These tristate water wars, which reached all the way to the U.S. Supreme Court twice, left the three states with water allocations that still fuel discontent and stand as a backdrop to two current-day issues.

The first is the way the U.S. Army Corps of Engineers manages flows in the Chattahoochee River by storing and releasing water through several federal dams. New research could help the Corps better understand when, where, and how it could manage this water to improve the health of the river’s ecosystems, particularly in Florida. 

The Pew Charitable Trusts and university researchers from Florida and Louisiana are developing a project to identify the amount and timing of fresh water that a variety of plants and animals need, particularly those whose populations are imperiled by river management and flood plain conditions. Better management of river flows could help improve conditions not only for tupelo trees but also for oysters, freshwater bass, crawfish, threatened Gulf sturgeon, and endangered mussels.

The second issue is a Corps plan to restart dredging of the river, which had stopped in 2002, to accommodate a potential increase in the numbers of barges traveling from the Gulf to Georgia and Alabama.

But more dredging—and the sediments that it creates—could aggravate one of the river’s main problems: Its flood plains are clogged. 

Steep piles of dredged sand line the banks of the Apalachicola River.
Dredged sand, like this pile along the banks of the Apalachicola River, often erodes into the river’s side channels, blocking water from reaching areas where animals and plants need it to survive.
The Pew Charitable Trusts

Under normal conditions, water spills into channels, sloughs, and flood plains that can naturally store water for drier times. But during lower flows, many of these side pathways are blocked by sediments that have built up into bars or small hills along the river’s edge. 

Sediment piled in a slough replaces a wet area with enough sand to create a walkable path.
In this September 2023 photo, sediment from dredging of the nearby Apalachicola River had transformed Spiders Cut from its natural swampy state into a dry, sandy bed. A restoration effort has started to allow water to return to the slough, helping nourish the area’s flora and fauna.
The Pew Charitable Trusts

Although the Corps stopped dredging more than two decades ago, these piles of sediment still erode into the river, drying habitat normally used by fish and other wildlife and further choking off the flood plains. This, in turn, results in hardwood trees such as willows and oaks flourishing in areas that should be dominated by swamp species such as cypress and tupelo.

◆ TASK 1:
Answer these questions about the Apalachicola River passage:
(a) In what year had dredging of the river stopped?
(b) Which agency manages flows in the Chattahoochee River by storing and releasing water through federal dams?
(c) According to the September 2023 photo caption, which slough was turned from a swampy state into a dry, sandy bed?
◆ TASK 2: Which plants and animals does the Apalachicola River passage say better management of river flows could help? List them all.

◆ DATA RECORDS:

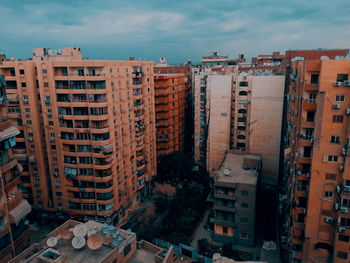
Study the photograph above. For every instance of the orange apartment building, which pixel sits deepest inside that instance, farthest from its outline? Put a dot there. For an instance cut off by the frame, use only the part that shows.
(170, 93)
(317, 159)
(87, 132)
(13, 208)
(164, 68)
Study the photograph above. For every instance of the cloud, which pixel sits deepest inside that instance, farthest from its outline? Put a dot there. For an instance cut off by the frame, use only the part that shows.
(179, 30)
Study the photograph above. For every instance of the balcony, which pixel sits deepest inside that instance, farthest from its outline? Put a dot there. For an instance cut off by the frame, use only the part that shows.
(311, 87)
(309, 105)
(162, 123)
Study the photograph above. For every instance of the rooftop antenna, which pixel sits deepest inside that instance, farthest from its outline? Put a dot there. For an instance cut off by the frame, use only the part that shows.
(51, 241)
(78, 242)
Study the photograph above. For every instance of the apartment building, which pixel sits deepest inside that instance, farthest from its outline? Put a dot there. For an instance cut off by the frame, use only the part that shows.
(170, 92)
(164, 68)
(316, 166)
(238, 111)
(13, 208)
(87, 132)
(234, 193)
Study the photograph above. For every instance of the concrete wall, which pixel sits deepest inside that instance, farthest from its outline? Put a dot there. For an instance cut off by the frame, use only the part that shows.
(266, 122)
(219, 100)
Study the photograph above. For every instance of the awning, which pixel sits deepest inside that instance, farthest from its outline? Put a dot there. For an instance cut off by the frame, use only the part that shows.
(19, 212)
(12, 98)
(32, 159)
(107, 148)
(8, 133)
(20, 156)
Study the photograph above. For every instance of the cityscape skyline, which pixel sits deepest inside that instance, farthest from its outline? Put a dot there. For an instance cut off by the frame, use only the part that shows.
(117, 29)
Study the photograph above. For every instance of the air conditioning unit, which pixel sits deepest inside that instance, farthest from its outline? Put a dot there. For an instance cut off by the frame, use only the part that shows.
(336, 206)
(346, 188)
(328, 219)
(346, 83)
(343, 210)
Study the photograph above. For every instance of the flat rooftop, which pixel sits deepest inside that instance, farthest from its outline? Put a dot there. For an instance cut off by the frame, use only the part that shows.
(232, 170)
(63, 248)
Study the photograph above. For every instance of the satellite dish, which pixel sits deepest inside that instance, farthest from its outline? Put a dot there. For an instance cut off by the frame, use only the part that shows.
(51, 242)
(66, 234)
(80, 230)
(78, 242)
(95, 242)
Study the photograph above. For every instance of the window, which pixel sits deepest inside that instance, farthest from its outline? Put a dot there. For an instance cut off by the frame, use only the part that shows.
(328, 194)
(332, 158)
(314, 78)
(127, 248)
(345, 202)
(342, 77)
(339, 98)
(243, 236)
(343, 255)
(335, 139)
(343, 238)
(338, 118)
(332, 177)
(244, 193)
(244, 220)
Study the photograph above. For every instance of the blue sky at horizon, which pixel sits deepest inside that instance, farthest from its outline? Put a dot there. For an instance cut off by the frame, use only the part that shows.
(178, 30)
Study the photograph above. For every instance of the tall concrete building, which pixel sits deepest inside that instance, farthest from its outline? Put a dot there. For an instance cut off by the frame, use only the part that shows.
(234, 194)
(170, 90)
(87, 132)
(238, 111)
(13, 208)
(316, 166)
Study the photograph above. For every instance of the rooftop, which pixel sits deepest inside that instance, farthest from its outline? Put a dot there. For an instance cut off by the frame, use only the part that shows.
(237, 168)
(61, 248)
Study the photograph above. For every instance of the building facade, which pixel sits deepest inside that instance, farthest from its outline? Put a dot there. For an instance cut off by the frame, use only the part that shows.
(170, 92)
(13, 208)
(316, 165)
(241, 112)
(234, 193)
(87, 132)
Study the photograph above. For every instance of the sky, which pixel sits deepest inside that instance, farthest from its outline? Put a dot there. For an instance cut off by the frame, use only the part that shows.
(179, 30)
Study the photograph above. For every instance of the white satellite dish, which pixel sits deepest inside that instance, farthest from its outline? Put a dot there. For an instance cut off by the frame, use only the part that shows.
(80, 230)
(51, 241)
(78, 242)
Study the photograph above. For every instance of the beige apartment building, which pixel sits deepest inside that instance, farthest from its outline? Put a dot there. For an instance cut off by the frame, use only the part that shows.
(87, 132)
(316, 163)
(238, 111)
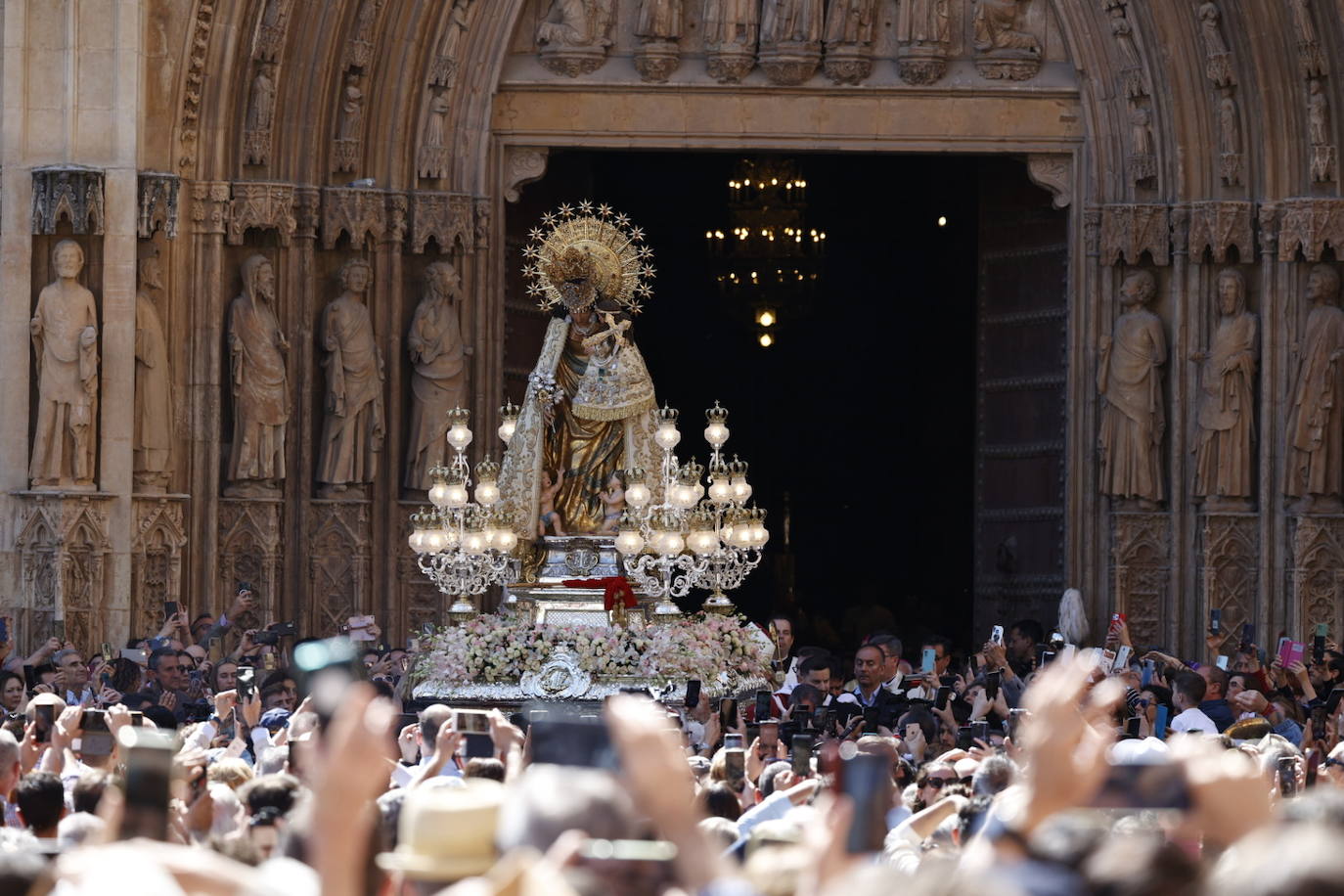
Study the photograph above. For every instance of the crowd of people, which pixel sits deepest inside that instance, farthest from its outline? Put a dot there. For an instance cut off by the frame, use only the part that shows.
(1024, 765)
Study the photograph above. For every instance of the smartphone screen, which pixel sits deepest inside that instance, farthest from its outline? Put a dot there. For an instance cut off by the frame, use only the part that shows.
(867, 782)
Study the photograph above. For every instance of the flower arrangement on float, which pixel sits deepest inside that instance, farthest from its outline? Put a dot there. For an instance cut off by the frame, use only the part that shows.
(504, 648)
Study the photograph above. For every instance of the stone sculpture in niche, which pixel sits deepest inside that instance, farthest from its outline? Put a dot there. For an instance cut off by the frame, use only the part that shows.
(154, 385)
(1226, 414)
(848, 39)
(923, 31)
(658, 29)
(65, 344)
(574, 36)
(732, 29)
(354, 428)
(1315, 428)
(1005, 49)
(790, 39)
(438, 375)
(1131, 384)
(259, 384)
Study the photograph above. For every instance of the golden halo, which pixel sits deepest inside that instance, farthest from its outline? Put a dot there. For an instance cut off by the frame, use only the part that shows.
(614, 251)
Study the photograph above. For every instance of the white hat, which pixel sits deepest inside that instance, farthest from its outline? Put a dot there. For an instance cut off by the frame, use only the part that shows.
(446, 833)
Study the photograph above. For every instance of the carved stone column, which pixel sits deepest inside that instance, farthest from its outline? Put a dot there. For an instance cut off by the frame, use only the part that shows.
(205, 383)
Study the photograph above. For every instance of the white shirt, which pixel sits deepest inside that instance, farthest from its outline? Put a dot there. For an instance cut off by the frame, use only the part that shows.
(1193, 720)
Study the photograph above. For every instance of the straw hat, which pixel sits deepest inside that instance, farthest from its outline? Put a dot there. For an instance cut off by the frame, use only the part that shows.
(446, 834)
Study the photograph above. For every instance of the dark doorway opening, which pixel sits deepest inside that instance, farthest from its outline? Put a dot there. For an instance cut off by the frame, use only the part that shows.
(859, 421)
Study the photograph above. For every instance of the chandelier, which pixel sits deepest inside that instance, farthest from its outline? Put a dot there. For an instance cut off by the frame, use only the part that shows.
(466, 546)
(694, 536)
(768, 258)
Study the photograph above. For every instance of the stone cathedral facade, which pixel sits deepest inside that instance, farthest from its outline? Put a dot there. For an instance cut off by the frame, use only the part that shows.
(221, 220)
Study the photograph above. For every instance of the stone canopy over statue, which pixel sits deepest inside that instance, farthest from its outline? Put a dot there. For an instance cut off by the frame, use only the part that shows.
(586, 416)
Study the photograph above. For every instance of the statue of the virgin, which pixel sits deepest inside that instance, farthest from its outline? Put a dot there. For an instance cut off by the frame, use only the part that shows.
(588, 409)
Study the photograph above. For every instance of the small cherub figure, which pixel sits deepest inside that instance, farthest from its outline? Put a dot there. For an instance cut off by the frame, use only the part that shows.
(549, 516)
(613, 499)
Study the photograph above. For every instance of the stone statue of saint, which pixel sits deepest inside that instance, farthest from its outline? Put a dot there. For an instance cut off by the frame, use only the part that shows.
(1226, 416)
(922, 22)
(1131, 384)
(262, 107)
(65, 342)
(352, 109)
(996, 27)
(1315, 427)
(438, 374)
(154, 385)
(658, 21)
(732, 23)
(850, 22)
(259, 384)
(352, 428)
(790, 22)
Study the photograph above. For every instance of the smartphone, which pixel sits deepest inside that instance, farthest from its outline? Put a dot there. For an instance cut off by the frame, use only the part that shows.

◆ TASK OUTPUT 1:
(a) 2002
(b) The U.S. Army Corps of Engineers
(c) Spiders Cut

◆ TASK OUTPUT 2:
- Tupelo trees
- Oysters
- Freshwater bass
- Crawfish
- Threatened Gulf sturgeon
- Endangered mussels